** TEXTO CITADO **
O esgarçamento do capitalismo contemporâneo parece estar levando
o mundo ao rumo de uma civilização excludente e para poucos e isto começa a
espantar cada vez mais pessoas e autoridades, mesmo nas nações mais
desenvolvidas.
O sentimento de que podemos estar no fim de um “período entre
guerras”, com a assunção da plutocracia que assume as rédeas da democracia,
tornada não compatível com o capitalismo cada vez mais desigual.
Assim, depois de vários outros estudiosos, agora, por
incrível que possa parecer, foi o Fundo Monetário Internacional (FMI) - a
partir de seu mais recente estudo – que afirmou publicamente e de forma taxativa
que “o excesso de desigualdade pode corroer a coesão social, levar à
polarização e, em última instância, reduzir o crescimento da economia”.
O FMI, através de sua diretora-gerente Christine Lagarde argumentou
em reunião de cúpula junto com o Banco Mundial que “os países desenvolvidos
podem compartilhar prosperidade de maneira mais equilibrada, sem sacrificar o
crescimento, ao transferir um ônus do imposto de renda para os riscos”. Assim o
FMI defendeu a taxação dos mais ricos e a redistribuição de renda nos países
desenvolvidos.
Desta forma, por incrível que possa parecer, o FMI parece
agora querer rever muitas de suas receitas, por julgar que a frustação desigual
dos frutos do livre comércio e da desregulação do capital e relaxamento das
fronteiras estaria levando o mundo para posições de enorme risco ao capitalismo
que deseja preservar. O FMI qualificou ainda que “o aumento da desigualdade de
renda representa uma ameaça à recuperação econômica dos últimos dez anos (se
referindo a crise pós-2008).
Com os riscos Trump e do BRexit, há um ano, editor
do Financial Times já tinha mesmo temor
O espanto não é menor e nem tão distante no tempo assim. Há
pouco mais de um ano eu escrevi aqui no blog, sobre os limites do capitalismo, republicando um artigo do Martin Wolf, conhecido editor e principal analista de
economia do jornal The Financial Times. O mesmo Wolf que esteve há cerca de dez dias
no Brasil, num evento sobre a economia global realizada pelo Valor/Santander.
Martin no seu artigo de setembro de 2016, descrevia as
tensões entre o capitalismo e a democracia e se perguntava se seria duradouro o
casamento entre a democracia liberal e capitalismo mundial. Wolf disse mais ao identificar
as tensões entre democracia e capitalismo: “a democracia é igualitária. O
capitalismo é desigual, pelo menos em termos de resultados” ... Hoje, porém, o
capitalismo está se defrontando com dificuldades muito maiores para gerar esses
avanços de prosperidade. Ao contrário, são crescentes as evidências de
desigualdade e declínio do crescimento da produtividade. Essa poção
venenosa torna a democracia intolerante e o capitalismo, ilegítimo.”
Wolf no mesmo texto reconheceu que o capitalismo
contemporâneo é mundial e buscou apoio nas posições do professor Dani Rodrik,
da Universidade de Harvard, que defendia que “a globalização restringe a
autonomia nacional. Ele escreve que "democracia, soberania nacional e
integração econômica mundial são incompatíveis entre si: podemos combinar
quaisquer dois dos três, mas nunca todos os três simultânea e
integralmente".

Exemplos de marcação de pontos:
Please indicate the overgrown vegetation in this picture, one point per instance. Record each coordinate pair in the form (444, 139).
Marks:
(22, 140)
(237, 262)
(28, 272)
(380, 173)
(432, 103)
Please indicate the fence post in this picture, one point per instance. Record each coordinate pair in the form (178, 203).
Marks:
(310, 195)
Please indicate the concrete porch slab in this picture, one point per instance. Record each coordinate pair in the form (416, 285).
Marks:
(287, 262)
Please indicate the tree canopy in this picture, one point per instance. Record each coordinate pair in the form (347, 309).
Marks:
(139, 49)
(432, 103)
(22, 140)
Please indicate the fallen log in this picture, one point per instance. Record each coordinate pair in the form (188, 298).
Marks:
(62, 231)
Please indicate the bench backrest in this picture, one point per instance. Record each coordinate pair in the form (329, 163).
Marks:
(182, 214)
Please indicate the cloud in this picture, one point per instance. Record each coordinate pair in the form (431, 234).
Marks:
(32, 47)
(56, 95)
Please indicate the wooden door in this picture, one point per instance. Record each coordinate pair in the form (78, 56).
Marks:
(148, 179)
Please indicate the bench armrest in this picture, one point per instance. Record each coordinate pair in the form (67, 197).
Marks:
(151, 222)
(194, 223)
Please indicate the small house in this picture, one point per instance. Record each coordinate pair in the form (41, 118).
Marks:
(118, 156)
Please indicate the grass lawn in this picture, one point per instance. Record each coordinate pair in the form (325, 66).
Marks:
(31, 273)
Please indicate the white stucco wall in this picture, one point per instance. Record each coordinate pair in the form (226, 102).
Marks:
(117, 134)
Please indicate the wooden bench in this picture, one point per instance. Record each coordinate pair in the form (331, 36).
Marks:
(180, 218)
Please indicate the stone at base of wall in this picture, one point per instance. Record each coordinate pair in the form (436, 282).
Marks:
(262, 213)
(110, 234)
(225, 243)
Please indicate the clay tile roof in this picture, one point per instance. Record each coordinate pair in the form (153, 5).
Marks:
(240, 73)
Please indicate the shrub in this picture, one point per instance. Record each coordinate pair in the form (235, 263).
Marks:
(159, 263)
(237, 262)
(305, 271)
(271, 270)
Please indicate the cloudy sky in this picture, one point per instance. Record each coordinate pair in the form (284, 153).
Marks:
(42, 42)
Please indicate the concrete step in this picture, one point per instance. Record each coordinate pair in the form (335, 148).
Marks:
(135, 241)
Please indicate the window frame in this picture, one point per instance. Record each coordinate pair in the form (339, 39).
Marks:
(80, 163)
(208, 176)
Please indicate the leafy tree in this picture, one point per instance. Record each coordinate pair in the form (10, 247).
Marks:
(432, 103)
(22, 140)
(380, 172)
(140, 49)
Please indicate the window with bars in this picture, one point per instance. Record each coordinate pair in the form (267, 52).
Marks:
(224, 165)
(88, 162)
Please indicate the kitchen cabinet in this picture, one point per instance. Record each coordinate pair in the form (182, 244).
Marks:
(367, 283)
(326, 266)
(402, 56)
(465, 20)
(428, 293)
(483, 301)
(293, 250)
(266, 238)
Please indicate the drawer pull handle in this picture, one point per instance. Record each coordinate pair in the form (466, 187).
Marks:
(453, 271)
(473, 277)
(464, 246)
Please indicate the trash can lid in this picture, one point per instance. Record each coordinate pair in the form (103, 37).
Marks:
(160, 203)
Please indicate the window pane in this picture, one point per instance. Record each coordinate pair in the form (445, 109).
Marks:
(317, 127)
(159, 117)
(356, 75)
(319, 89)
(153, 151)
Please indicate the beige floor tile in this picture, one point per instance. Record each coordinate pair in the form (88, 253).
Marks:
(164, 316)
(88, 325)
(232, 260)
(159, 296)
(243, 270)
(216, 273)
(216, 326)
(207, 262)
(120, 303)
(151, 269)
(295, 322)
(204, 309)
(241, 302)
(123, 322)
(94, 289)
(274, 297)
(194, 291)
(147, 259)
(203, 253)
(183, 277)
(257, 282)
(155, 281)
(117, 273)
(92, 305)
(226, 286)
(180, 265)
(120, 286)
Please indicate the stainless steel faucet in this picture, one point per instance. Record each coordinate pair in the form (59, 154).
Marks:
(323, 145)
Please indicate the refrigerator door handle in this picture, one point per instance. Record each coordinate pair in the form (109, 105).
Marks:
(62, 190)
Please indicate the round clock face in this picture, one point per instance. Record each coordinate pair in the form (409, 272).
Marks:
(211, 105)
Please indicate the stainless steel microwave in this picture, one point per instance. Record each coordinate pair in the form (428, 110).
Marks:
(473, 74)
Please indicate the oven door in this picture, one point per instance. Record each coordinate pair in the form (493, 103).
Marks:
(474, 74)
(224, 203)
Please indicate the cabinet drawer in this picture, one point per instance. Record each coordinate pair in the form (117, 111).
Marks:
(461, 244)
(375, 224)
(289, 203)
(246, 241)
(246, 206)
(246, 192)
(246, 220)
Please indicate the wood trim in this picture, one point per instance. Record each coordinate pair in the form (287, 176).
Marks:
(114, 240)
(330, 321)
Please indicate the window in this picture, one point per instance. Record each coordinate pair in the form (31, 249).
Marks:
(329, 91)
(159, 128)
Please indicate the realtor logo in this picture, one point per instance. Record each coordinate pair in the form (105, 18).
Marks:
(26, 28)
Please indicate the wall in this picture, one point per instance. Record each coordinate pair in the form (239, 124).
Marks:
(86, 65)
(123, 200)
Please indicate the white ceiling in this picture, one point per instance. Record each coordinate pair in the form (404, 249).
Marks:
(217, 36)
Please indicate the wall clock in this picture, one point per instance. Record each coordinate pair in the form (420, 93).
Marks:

** SUAS TAREFAS **
1. Mostre cada linha da listagem em que aparece a palavra "handle".
2. Escreva a continuação do texto sobre capitalismo e democracia a partir do ponto em que ele termina.
O texto sobre capitalismo e democracia e a listagem são materiais independentes um do outro.

** RESPOSTAS **
1.
Please indicate the drawer pull handle in this picture, one point per instance. Record each coordinate pair in the form (466, 187).
Please indicate the refrigerator door handle in this picture, one point per instance. Record each coordinate pair in the form (109, 105).

2.
Ao apontar para o futuro, Wolf defendeu que “a legitimidade
dos nossos sistemas políticos democráticos, as políticas econômicas precisam
ser orientadas visando a promoção dos interesses de muitos, e não de poucos...”
Ao temer que estamos caminhando para o esgarçamento Wolf finalizou: “se não
conseguirmos fazê-lo, a base de nossa ordem política provavelmente naufragará.
Isso não seria bom para ninguém. O casamento da democracia liberal com o
capitalismo precisa ser estimulado. Não deve ser visto como algo assegurado.”
Interessante observar que os argumentos do FMI e do editor
do Financial Times temendo pelo futuro do capitalismo e da democracia clamem
pela redução das desigualdades, enquanto no Brasil atual, se revive o
neoliberalismo ainda mais exacerbado que o laboratório dos “Chicago-boys” no
Chile na década de 70.
Diante de nossa atual realidade política com a trama
parlamentar-jurídica-midiática que deu o golpe e sustenta os “bolsomitos” e os “dorianos”,
as posições do Financial Times e do FMI mais se parecem a um discurso de
esquerda marxista revolucionário e não reformista, mesmo que seja evidente que
o FMI quer apenas dosar e administrar os conflitos.
O controle que o mercado faz do governo (poder político) que
alçou com o golpe planejado e em curso no Brasil, faz com que tenhamos passado
a ser no mundo o maior “case” do ultraliberalismo de mercado que capturou por
completo o poder político.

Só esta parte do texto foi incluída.